**Task directions:** Can you reproduce the lines starting with the one containing "Can you see the fender?" and continuing through the one containing "(1095, 621)", substituting "Mark every instance" for "Mark each instance" and leaving everything else unchanged? Give only those lines.

______

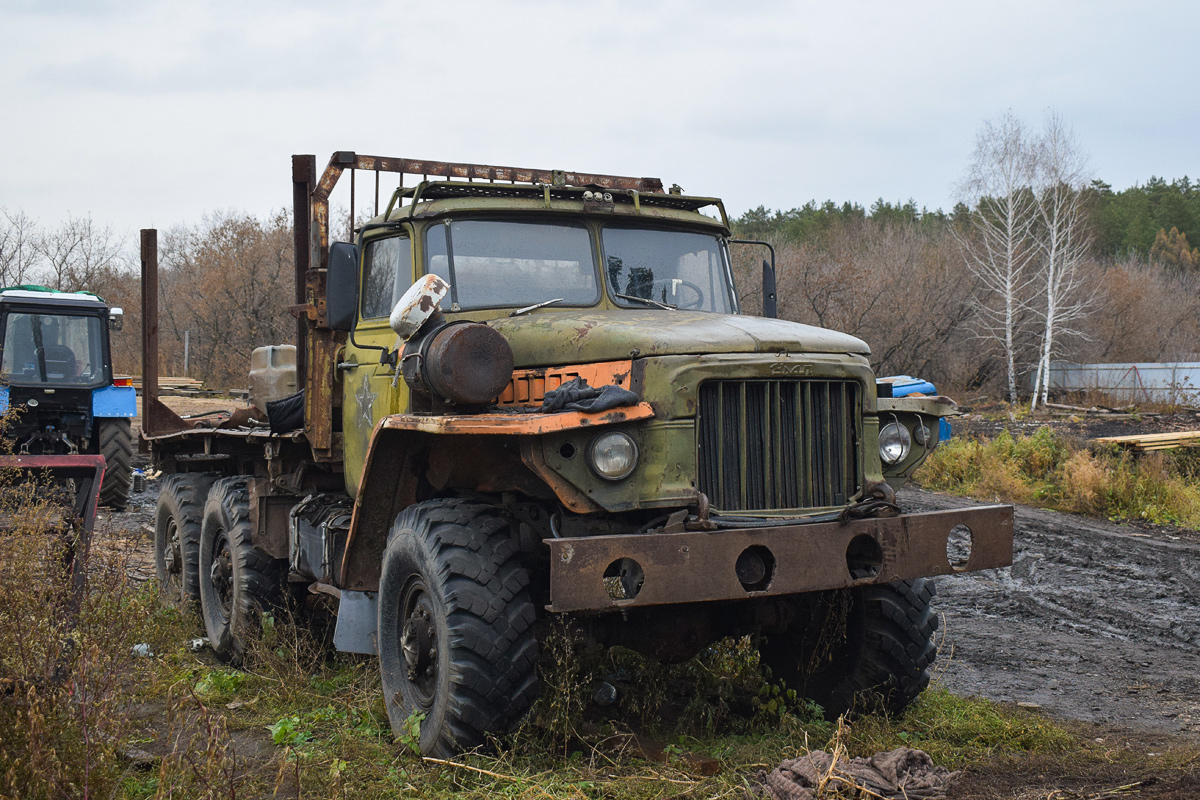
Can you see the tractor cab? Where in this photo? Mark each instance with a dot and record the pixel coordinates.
(57, 377)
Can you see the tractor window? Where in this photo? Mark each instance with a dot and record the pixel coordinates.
(683, 269)
(53, 349)
(387, 274)
(493, 264)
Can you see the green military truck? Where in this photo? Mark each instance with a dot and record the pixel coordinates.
(532, 394)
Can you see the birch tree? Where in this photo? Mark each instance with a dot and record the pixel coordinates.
(997, 244)
(1062, 242)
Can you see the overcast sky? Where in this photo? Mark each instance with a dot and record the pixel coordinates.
(151, 114)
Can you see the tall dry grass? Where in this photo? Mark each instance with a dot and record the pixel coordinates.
(65, 659)
(1056, 471)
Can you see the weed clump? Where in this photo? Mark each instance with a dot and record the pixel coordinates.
(67, 651)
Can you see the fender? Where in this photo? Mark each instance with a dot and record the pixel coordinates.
(412, 453)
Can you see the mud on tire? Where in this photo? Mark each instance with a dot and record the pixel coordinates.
(115, 444)
(238, 583)
(455, 625)
(867, 649)
(177, 535)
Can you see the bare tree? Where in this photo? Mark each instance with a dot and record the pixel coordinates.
(18, 254)
(1062, 239)
(81, 256)
(999, 246)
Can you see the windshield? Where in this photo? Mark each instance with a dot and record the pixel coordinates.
(507, 264)
(501, 264)
(682, 269)
(53, 349)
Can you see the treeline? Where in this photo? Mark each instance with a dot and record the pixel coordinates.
(225, 286)
(1156, 221)
(897, 276)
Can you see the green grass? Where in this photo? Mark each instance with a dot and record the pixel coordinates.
(323, 728)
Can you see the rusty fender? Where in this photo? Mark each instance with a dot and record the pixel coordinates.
(701, 566)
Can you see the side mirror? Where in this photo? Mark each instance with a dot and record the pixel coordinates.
(342, 286)
(769, 302)
(418, 305)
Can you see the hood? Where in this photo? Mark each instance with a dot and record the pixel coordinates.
(558, 337)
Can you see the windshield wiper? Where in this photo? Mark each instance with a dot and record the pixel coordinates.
(647, 301)
(537, 305)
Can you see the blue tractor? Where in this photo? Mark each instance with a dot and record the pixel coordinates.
(57, 383)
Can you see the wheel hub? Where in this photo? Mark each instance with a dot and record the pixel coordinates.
(417, 643)
(221, 575)
(174, 555)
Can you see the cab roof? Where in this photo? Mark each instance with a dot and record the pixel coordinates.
(49, 296)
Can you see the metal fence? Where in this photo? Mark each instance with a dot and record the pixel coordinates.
(1167, 382)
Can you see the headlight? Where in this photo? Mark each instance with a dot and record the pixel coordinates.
(613, 455)
(894, 443)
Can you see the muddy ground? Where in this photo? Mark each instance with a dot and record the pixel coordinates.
(1095, 621)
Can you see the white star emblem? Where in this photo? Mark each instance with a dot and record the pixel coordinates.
(366, 402)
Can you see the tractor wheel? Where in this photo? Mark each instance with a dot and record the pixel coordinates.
(867, 649)
(455, 626)
(117, 447)
(177, 535)
(238, 583)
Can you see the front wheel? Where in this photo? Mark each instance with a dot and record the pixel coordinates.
(117, 447)
(864, 649)
(455, 626)
(238, 583)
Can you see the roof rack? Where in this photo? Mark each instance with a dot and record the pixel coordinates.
(345, 160)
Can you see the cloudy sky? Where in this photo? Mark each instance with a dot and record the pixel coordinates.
(151, 114)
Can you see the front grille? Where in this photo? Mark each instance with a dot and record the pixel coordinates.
(778, 444)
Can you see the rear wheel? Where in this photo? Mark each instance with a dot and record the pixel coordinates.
(238, 583)
(177, 535)
(456, 643)
(864, 649)
(117, 447)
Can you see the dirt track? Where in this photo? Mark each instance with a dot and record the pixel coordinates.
(1093, 621)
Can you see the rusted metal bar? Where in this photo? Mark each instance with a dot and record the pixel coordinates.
(156, 417)
(706, 566)
(303, 169)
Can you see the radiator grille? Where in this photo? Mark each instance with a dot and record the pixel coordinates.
(778, 444)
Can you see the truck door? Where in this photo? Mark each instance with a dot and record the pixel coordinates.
(371, 389)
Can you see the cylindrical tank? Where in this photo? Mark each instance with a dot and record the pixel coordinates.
(273, 374)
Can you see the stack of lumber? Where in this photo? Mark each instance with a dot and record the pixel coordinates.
(1126, 413)
(1147, 441)
(179, 386)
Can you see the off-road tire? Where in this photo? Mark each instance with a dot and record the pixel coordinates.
(453, 575)
(115, 445)
(238, 583)
(177, 535)
(862, 650)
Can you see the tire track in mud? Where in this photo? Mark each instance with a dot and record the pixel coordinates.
(1093, 621)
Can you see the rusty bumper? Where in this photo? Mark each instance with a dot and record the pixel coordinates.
(611, 572)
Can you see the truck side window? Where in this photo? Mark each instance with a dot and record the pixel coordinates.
(387, 272)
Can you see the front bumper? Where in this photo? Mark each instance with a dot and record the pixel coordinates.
(702, 566)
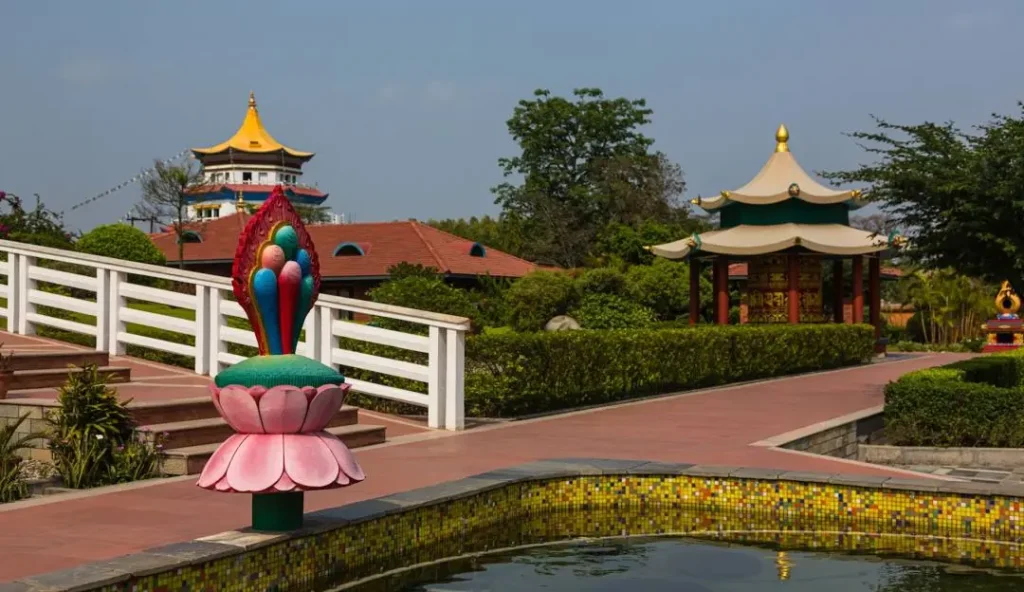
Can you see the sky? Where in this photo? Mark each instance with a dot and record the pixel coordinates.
(404, 102)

______

**Answer in full:**
Can you see the fender? Where in this photo? Mark every instance with a dot and record the pixel coordinates.
(412, 453)
Can you see the mud on tire? Where in this photo? Mark every instance with a dot and record the pixel coordinates.
(115, 444)
(238, 583)
(455, 625)
(867, 649)
(177, 535)
Can you see the bare tree? Where in this photo? Mark every instance with a dot and record the pixel coordinates.
(18, 254)
(1062, 239)
(81, 256)
(999, 246)
Can you see the windshield? Where in this photo? Mark every instance with a dot and record the pixel coordinates.
(507, 264)
(501, 264)
(682, 269)
(53, 349)
Can you see the treeline? Where in this photo? Mark every instance with a dot and record the pixel coordinates.
(225, 286)
(1156, 221)
(897, 276)
Can you see the green grass? Where in this photo? Mark every instance with a dot and record the pixel coordinates.
(323, 728)
Can you see the rusty fender? Where in this photo? Mark every instance with a dot and record the pixel coordinates.
(701, 566)
Can you see the side mirror? Where in this photo? Mark every instance with a dot and record the pixel coordinates.
(342, 286)
(769, 302)
(418, 305)
Can you see the hood? Where in this photo? Mark every instance with a dot and record the pixel coordinates.
(558, 337)
Can you see the windshield wiper? Where in this photo? Mark every instance with a dot and record the pixel coordinates.
(647, 301)
(537, 305)
Can you see the blue tractor? Where in this photo? Mark every instance with a dot and record the pixel coordinates.
(57, 383)
Can you see the wheel hub? Where in this photo? Mark every instance with a dot and record the pixel coordinates.
(417, 643)
(221, 575)
(174, 555)
Can you see the cab roof? Where in this photo? Mark every instance with a dot and record the pixel coordinates.
(49, 296)
Can you see the metal fence? Where in this photo? Mark every instance with a dot and record the pixel coordinates.
(1167, 382)
Can you see the headlight? Where in this photo? Mark every instance with a dot and record the pixel coordinates.
(613, 455)
(894, 443)
Can you see the muddy ground? Where in this photo? Mark every instance with a dot and record the pixel coordinates.
(1095, 621)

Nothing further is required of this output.